INSTRUCTION> Everything from the line containing "Expected output: for each instance of the wood cabinet, one" through the last line of the records below should be printed exactly, please, and nothing else.

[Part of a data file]

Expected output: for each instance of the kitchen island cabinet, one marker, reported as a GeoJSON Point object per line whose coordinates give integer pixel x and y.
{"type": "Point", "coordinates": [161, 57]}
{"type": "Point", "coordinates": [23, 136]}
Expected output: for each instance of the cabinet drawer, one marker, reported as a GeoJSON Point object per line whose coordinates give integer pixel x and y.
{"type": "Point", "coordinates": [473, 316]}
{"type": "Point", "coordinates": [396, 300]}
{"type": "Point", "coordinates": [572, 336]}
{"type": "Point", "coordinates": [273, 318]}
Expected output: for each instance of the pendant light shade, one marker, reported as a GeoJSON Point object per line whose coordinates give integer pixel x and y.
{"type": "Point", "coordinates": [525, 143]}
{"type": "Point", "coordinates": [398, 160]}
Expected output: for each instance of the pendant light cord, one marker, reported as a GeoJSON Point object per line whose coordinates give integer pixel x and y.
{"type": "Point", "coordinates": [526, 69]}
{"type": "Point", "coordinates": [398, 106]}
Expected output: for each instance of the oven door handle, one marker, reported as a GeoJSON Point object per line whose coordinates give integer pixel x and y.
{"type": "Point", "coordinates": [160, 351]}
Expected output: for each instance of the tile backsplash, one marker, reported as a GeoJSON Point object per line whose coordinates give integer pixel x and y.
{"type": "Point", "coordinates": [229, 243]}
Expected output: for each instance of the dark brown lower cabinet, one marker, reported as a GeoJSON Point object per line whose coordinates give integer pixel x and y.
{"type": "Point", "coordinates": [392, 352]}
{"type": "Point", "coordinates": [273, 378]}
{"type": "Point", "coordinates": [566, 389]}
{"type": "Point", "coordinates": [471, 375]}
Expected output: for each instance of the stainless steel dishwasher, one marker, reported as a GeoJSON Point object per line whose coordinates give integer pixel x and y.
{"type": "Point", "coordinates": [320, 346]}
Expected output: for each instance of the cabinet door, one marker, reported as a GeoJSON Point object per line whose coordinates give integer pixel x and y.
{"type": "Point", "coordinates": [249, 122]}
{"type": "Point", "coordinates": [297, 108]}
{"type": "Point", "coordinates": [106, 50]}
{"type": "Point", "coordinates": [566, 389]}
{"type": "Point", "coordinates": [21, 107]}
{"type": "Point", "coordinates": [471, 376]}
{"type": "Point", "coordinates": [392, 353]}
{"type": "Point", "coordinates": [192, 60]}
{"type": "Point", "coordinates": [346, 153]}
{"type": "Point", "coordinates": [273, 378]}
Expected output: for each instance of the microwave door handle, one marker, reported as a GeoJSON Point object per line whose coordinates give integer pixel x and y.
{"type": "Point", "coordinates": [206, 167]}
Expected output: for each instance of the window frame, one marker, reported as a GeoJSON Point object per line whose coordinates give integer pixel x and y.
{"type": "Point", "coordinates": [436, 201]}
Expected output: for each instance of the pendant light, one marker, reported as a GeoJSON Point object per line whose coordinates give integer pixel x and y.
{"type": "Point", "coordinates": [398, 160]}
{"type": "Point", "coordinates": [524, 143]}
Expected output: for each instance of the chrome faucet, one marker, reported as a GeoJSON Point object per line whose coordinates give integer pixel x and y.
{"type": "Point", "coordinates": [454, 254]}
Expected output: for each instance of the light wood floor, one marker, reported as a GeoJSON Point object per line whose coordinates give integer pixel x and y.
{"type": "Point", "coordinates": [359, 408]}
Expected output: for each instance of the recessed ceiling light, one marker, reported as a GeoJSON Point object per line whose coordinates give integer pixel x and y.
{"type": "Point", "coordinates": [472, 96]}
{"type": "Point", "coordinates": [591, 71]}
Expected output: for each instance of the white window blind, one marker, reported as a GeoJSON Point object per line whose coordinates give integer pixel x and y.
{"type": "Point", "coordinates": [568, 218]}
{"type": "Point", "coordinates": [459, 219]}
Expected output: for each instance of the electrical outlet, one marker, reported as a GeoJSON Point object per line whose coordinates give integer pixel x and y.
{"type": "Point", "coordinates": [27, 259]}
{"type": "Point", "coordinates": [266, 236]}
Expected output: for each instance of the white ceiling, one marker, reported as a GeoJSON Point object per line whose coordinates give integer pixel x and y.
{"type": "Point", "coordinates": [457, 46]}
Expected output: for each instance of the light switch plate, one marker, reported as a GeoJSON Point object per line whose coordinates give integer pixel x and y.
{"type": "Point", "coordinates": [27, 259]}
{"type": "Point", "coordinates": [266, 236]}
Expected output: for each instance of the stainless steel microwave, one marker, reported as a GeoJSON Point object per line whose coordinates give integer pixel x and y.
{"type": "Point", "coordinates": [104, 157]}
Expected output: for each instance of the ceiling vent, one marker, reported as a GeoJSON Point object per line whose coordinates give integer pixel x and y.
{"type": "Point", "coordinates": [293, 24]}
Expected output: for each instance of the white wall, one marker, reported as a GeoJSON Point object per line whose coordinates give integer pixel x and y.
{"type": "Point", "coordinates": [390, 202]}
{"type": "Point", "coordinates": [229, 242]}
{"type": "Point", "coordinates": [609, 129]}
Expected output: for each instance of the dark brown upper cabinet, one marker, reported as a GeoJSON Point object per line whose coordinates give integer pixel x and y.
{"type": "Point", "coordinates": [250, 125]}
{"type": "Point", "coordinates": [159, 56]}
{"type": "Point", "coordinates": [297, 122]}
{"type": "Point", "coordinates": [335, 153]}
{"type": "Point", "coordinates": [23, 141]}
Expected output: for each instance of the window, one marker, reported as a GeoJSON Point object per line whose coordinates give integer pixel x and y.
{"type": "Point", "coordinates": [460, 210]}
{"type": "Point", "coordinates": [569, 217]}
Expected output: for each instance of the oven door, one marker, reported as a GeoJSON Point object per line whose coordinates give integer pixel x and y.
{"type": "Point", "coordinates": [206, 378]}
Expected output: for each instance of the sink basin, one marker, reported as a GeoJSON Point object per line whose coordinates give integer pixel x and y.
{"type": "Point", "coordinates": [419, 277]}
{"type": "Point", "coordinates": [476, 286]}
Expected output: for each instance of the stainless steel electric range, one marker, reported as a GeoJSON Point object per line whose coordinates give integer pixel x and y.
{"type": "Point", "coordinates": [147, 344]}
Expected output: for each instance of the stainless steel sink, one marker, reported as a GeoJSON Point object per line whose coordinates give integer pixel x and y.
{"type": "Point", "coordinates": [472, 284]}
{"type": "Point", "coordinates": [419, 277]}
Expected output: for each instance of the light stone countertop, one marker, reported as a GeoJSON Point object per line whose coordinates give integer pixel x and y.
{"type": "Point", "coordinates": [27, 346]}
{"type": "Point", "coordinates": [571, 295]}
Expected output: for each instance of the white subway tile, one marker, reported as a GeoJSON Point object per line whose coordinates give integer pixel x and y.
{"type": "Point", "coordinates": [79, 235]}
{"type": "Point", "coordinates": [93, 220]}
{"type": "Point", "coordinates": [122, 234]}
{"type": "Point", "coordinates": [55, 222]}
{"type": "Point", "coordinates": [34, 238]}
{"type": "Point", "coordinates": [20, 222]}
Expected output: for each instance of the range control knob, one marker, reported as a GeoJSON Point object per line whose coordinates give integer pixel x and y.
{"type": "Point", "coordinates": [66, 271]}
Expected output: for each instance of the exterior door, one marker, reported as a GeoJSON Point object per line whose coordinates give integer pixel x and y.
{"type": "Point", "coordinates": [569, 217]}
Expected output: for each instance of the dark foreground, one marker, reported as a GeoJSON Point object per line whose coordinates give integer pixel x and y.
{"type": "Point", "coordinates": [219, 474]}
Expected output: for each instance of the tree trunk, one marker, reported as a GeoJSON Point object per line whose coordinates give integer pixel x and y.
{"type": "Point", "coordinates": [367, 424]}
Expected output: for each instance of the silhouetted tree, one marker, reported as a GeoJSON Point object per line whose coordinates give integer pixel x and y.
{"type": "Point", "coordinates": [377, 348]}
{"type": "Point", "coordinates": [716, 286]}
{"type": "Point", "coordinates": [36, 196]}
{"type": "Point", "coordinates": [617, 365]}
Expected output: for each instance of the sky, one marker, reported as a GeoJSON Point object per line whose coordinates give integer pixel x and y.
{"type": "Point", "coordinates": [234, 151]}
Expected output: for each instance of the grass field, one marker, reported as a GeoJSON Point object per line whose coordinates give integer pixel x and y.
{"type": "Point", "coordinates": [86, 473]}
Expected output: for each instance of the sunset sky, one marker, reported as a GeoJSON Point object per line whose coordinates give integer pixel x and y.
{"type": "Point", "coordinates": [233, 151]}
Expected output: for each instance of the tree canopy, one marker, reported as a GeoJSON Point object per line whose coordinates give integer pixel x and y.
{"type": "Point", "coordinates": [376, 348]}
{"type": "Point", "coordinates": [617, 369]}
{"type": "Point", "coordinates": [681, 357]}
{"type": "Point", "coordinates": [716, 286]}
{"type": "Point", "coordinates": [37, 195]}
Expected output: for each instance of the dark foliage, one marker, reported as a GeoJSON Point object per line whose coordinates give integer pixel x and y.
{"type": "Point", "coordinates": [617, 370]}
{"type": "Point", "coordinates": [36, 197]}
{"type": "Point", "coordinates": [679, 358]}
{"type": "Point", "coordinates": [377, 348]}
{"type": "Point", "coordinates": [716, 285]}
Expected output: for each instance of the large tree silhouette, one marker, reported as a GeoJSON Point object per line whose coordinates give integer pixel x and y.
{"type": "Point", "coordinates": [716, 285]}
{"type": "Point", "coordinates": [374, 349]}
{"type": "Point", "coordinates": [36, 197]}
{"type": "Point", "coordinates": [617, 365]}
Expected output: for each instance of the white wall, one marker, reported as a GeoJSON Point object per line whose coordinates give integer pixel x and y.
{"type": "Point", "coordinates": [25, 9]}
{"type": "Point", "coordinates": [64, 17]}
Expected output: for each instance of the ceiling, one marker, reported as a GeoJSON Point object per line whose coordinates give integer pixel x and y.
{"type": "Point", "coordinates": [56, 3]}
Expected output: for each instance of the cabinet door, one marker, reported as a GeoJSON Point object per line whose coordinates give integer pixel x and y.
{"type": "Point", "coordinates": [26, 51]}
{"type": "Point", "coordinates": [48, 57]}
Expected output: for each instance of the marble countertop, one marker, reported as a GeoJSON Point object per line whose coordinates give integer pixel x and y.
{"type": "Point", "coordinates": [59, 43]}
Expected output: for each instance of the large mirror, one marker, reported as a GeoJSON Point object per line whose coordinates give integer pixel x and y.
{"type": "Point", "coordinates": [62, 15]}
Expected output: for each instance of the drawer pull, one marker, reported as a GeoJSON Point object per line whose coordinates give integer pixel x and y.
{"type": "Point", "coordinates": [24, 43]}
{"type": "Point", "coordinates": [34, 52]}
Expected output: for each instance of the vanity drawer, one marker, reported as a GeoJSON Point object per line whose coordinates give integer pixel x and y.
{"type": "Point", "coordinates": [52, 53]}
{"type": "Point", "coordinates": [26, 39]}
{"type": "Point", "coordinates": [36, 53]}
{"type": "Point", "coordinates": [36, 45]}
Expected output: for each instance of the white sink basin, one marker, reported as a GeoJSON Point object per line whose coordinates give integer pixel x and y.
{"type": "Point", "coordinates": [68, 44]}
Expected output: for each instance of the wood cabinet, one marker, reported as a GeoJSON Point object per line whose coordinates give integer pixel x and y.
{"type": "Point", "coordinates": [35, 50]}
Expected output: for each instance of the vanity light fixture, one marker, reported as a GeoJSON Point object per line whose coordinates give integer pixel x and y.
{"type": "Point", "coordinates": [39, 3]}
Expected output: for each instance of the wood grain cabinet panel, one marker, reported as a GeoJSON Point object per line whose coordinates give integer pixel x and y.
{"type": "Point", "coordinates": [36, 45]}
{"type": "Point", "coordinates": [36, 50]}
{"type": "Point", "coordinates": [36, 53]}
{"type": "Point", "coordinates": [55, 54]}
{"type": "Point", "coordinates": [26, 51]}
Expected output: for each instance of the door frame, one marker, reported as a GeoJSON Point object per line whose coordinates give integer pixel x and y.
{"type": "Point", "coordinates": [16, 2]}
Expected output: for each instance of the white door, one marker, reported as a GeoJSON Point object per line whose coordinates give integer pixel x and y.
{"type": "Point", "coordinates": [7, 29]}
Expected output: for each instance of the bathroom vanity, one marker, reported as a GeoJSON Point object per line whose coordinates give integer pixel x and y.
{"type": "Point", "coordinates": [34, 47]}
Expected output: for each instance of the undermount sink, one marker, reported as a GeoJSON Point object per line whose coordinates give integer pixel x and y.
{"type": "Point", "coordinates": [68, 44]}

ANSWER IN FULL>
Expected output: for each instance of the wood cabinet, one marker, reported as a GeoJSON Point object per line whose coordinates give integer pixel x and y.
{"type": "Point", "coordinates": [35, 50]}
Expected output: for each instance of the vanity light fixture, one marker, reported as a GeoJSON Point object per line whose coordinates give integer pixel x and y.
{"type": "Point", "coordinates": [39, 3]}
Expected output: for each instance of the wood grain cabinet panel, one marker, reported as a GeoJSON Point object per line whose coordinates give integer pixel x and y.
{"type": "Point", "coordinates": [36, 45]}
{"type": "Point", "coordinates": [36, 50]}
{"type": "Point", "coordinates": [36, 53]}
{"type": "Point", "coordinates": [55, 54]}
{"type": "Point", "coordinates": [26, 51]}
Expected output: for each instance of the door frame, one marker, reported as a GeoJSON Point object per line whose coordinates give integer pixel x and y.
{"type": "Point", "coordinates": [16, 2]}
Expected output: for each instance of the white door, one marker, reported as a GeoJSON Point object per line whose coordinates give integer pixel x and y.
{"type": "Point", "coordinates": [7, 29]}
Expected output: for each instance of the bathroom vanity, one marker, reported as a GeoJSON Point object per line whose coordinates give integer pixel x and y.
{"type": "Point", "coordinates": [34, 47]}
Expected output: for each instance of the undermount sink, one marker, reported as a GeoJSON Point object per line whose coordinates give integer pixel x and y.
{"type": "Point", "coordinates": [68, 44]}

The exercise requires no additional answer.